• Task brief:
Which lines of the records hold the string "background"? Report only how many of them there are.
════════════════
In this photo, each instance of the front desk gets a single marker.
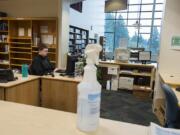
(51, 92)
(23, 90)
(18, 119)
(59, 92)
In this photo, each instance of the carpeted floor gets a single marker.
(123, 106)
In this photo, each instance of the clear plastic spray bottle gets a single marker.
(89, 92)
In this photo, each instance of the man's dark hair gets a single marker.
(41, 47)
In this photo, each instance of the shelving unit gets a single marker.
(92, 41)
(4, 45)
(21, 46)
(78, 39)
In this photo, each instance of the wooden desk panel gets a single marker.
(1, 93)
(170, 79)
(18, 119)
(25, 93)
(59, 94)
(19, 81)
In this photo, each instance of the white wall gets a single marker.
(63, 15)
(169, 60)
(30, 8)
(91, 17)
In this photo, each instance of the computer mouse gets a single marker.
(178, 89)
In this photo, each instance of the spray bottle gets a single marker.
(89, 92)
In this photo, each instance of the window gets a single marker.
(140, 24)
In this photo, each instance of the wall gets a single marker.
(30, 8)
(63, 15)
(168, 60)
(92, 17)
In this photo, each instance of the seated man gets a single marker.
(41, 64)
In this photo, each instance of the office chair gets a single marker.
(172, 109)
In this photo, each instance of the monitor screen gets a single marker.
(71, 60)
(145, 56)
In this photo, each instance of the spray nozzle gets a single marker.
(92, 53)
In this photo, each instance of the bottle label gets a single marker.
(94, 103)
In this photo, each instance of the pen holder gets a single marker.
(24, 70)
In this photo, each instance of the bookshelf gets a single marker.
(92, 41)
(78, 39)
(4, 45)
(20, 38)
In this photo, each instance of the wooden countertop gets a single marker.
(113, 62)
(19, 81)
(170, 79)
(63, 78)
(18, 119)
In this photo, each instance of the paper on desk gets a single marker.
(157, 130)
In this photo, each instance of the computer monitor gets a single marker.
(70, 67)
(144, 56)
(134, 53)
(6, 75)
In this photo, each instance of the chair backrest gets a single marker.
(171, 104)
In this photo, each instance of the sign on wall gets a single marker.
(175, 43)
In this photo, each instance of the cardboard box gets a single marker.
(126, 83)
(114, 84)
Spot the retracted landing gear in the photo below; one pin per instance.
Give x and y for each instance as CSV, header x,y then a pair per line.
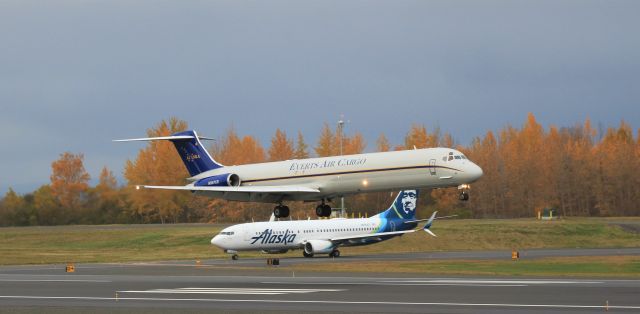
x,y
281,211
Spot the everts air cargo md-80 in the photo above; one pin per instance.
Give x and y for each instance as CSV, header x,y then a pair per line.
x,y
318,179
324,236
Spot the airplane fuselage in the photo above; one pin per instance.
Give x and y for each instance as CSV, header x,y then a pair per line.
x,y
280,236
350,174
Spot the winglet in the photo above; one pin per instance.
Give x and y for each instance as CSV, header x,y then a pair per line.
x,y
429,223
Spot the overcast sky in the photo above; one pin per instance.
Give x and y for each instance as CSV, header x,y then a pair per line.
x,y
76,74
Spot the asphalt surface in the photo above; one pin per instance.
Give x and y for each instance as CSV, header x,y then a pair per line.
x,y
249,286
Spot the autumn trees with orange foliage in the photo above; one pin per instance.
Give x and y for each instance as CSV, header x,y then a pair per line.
x,y
577,170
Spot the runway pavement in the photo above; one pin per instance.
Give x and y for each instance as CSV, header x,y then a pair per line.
x,y
225,286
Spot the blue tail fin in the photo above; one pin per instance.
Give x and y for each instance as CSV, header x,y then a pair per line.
x,y
193,154
403,207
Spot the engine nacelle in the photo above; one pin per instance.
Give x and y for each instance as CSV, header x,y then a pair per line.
x,y
227,179
275,251
318,247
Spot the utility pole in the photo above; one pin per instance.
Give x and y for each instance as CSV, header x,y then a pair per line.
x,y
341,128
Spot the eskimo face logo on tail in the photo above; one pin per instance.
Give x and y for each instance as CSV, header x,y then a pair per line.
x,y
409,198
268,237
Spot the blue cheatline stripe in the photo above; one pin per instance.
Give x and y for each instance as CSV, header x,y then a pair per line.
x,y
349,172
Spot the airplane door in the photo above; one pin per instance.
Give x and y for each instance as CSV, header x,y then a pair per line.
x,y
432,167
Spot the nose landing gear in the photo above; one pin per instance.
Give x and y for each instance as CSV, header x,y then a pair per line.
x,y
464,192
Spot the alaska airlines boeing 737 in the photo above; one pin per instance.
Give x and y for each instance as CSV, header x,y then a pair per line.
x,y
318,179
324,236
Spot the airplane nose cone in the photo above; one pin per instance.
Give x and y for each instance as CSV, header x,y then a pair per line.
x,y
475,172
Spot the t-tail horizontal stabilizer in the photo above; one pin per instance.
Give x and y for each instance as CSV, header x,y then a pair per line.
x,y
429,223
194,156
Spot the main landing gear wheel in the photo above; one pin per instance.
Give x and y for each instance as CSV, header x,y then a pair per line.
x,y
323,210
281,211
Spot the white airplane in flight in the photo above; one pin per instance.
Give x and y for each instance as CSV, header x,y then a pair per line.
x,y
324,236
318,179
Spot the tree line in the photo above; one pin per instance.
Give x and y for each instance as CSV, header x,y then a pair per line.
x,y
578,170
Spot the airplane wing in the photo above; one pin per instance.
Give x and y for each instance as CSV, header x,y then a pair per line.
x,y
434,218
370,236
235,189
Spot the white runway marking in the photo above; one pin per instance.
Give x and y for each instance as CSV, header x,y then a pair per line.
x,y
53,280
448,304
249,291
399,283
494,282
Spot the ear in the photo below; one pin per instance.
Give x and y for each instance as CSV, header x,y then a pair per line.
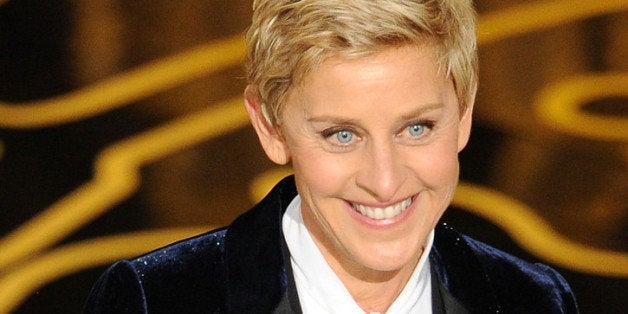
x,y
268,133
464,125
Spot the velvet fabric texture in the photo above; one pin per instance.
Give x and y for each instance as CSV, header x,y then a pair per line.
x,y
244,268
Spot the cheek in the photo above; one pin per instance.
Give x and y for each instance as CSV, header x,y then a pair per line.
x,y
437,166
321,172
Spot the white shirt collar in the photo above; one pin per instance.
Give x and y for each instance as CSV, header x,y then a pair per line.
x,y
321,291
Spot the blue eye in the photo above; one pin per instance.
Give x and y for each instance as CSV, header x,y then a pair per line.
x,y
416,129
344,136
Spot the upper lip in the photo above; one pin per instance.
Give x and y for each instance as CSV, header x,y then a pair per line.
x,y
382,205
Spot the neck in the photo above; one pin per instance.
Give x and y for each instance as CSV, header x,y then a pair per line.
x,y
373,290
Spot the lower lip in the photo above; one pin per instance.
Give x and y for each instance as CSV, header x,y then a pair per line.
x,y
383,223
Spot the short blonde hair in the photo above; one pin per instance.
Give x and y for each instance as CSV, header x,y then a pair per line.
x,y
289,38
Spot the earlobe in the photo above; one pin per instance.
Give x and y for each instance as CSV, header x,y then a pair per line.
x,y
269,135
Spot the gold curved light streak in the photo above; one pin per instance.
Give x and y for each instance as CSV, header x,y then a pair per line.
x,y
124,88
71,258
172,71
117,177
535,235
538,15
526,228
559,106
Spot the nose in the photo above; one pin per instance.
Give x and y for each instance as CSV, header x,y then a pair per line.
x,y
382,172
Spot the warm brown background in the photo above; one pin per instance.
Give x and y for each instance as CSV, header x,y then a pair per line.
x,y
51,47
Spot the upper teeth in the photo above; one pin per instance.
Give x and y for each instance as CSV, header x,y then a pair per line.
x,y
383,213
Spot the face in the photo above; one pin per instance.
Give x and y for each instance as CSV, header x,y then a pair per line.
x,y
373,142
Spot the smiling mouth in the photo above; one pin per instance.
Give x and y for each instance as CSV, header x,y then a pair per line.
x,y
381,213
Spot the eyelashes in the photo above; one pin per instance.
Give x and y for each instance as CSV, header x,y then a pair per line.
x,y
344,136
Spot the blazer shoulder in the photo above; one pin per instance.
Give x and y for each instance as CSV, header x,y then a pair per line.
x,y
118,290
518,286
187,275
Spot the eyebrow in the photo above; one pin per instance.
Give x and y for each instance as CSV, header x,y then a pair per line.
x,y
407,116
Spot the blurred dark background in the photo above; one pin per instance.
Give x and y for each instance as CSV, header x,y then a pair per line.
x,y
49,48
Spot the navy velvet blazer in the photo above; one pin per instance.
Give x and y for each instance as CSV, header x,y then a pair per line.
x,y
244,268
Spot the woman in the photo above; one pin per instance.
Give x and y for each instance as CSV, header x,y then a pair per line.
x,y
371,102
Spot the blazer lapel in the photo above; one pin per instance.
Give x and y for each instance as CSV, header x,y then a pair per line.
x,y
457,276
255,262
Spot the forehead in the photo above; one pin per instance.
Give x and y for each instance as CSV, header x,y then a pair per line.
x,y
409,71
════════════════
• Worked solution:
2